*** Excerto

Acórdão do Supremo Tribunal Administrativo
Processo:01478/14
Data do Acordão:06/17/2015
Tribunal:2 SECÇÃO
Relator:DULCE NETO
Descritores:RECURSO DE REVISTA EXCEPCIONAL
REQUISITOS
NÃO ADMISSÃO DO RECURSO
Sumário:I - O recurso de revista excepcional previsto no artigo 150º do CPTA não corresponde à introdução generalizada de uma nova instância de recurso, funcionando apenas “como uma válvula de segurança do sistema”, pelo que só é admissível se estivermos perante uma questão que, pela sua relevância jurídica ou social, se revista de importância fundamental, ou se a admissão deste recurso for claramente necessária para uma melhor aplicação do direito.

******
*** Entradas extraídas

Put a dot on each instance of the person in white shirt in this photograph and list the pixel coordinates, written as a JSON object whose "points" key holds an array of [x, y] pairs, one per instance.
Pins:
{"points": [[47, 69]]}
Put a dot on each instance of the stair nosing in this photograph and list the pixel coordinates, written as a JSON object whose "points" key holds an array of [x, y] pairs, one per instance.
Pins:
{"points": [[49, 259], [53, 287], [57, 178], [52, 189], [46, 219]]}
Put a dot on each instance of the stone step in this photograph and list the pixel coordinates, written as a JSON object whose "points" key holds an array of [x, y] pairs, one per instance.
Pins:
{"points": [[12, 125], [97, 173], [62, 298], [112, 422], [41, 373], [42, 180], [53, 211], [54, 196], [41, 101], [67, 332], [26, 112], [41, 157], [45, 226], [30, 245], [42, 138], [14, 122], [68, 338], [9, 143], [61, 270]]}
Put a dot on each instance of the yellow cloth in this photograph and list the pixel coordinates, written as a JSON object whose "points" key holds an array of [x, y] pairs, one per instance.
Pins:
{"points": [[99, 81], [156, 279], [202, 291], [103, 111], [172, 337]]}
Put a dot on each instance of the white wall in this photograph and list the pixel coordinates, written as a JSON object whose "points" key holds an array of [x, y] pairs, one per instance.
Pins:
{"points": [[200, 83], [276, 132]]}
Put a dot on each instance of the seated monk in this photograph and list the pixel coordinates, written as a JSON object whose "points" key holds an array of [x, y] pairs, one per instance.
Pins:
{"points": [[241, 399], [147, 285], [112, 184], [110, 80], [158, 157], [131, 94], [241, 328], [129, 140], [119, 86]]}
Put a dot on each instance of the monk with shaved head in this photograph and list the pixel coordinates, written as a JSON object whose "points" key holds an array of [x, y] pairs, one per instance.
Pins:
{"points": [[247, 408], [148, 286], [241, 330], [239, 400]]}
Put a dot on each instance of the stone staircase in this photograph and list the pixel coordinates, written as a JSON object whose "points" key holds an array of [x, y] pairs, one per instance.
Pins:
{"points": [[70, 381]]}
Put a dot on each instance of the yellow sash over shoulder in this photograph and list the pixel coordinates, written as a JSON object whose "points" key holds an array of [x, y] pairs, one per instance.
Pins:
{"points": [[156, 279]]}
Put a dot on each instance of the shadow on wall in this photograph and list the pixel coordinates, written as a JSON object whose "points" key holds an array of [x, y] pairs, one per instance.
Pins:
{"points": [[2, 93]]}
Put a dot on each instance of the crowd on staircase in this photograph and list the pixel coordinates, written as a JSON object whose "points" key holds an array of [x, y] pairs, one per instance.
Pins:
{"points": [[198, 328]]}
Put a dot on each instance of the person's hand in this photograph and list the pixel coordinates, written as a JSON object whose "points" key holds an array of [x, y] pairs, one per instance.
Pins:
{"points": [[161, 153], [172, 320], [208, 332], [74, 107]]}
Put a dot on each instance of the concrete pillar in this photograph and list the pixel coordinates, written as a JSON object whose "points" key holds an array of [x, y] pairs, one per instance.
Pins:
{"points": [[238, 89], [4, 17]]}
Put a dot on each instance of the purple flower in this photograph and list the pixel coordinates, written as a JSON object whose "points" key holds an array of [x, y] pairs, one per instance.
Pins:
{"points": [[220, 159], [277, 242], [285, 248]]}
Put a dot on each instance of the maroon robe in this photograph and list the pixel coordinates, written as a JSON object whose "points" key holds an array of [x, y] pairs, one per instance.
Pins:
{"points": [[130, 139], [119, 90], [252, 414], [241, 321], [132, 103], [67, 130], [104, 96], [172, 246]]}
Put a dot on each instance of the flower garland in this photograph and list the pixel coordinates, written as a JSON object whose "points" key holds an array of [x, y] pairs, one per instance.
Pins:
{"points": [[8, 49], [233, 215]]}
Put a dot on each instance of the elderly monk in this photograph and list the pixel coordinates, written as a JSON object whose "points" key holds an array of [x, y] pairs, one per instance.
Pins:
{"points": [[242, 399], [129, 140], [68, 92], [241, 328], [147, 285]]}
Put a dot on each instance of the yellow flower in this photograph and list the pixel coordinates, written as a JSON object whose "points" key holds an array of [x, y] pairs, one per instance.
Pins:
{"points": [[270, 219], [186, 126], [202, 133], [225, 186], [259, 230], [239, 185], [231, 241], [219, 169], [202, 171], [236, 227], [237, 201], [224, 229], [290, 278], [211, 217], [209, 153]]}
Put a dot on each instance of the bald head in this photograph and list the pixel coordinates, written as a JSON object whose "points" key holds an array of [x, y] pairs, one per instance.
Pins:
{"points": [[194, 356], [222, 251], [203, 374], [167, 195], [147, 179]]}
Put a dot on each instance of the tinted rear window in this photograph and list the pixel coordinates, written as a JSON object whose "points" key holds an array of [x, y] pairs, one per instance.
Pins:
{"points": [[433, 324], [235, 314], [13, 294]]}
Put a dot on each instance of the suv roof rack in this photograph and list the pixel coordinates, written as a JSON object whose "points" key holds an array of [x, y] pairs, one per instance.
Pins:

******

### Desafios:
• 1. Quem consta como relator no excerto do acórdão?
• 2. Dê seguimento ao excerto do acórdão sobre o recurso de revista excepcional, começando logo após a última frase apresentada.

### Respostas abaixo:
• 1. Dulce Neto.

• 2.
II - Não se justifica a admissão de revista excepcional para reapreciação da questão de saber se o regime de suspensão do processo de contraordenação previsto no art. 55º nº 1 do RGIT deva ser aplicado, por analogia, ao processo de execução instaurado para cobrança de dívida de coimas.
Nº Convencional:JSTA000P19159
Nº do Documento:SA22015061701478
Data de Entrada:12/04/2014
Recorrente:A...
Recorrido 1:FAZENDA PÚBLICA
Votação:UNANIMIDADE
Aditamento:
Texto Integral: Acordam na Secção de Contencioso Tributário do Supremo Tribunal Administrativo:

1. A……………., com os demais sinais dos autos, interpôs recurso de revista excepcional, ao abrigo do disposto no artigo 150º do CPTA, do acórdão proferido pelo Tribunal Central Administrativo Sul que negou provimento ao recurso que interpusera da sentença de improcedência da reclamação que deduziu contra o acto de indeferimento do pedido de suspensão de execução fiscal proferido em 8/03/2013 pelo Chefe do Serviço de Finanças de Lisboa-10.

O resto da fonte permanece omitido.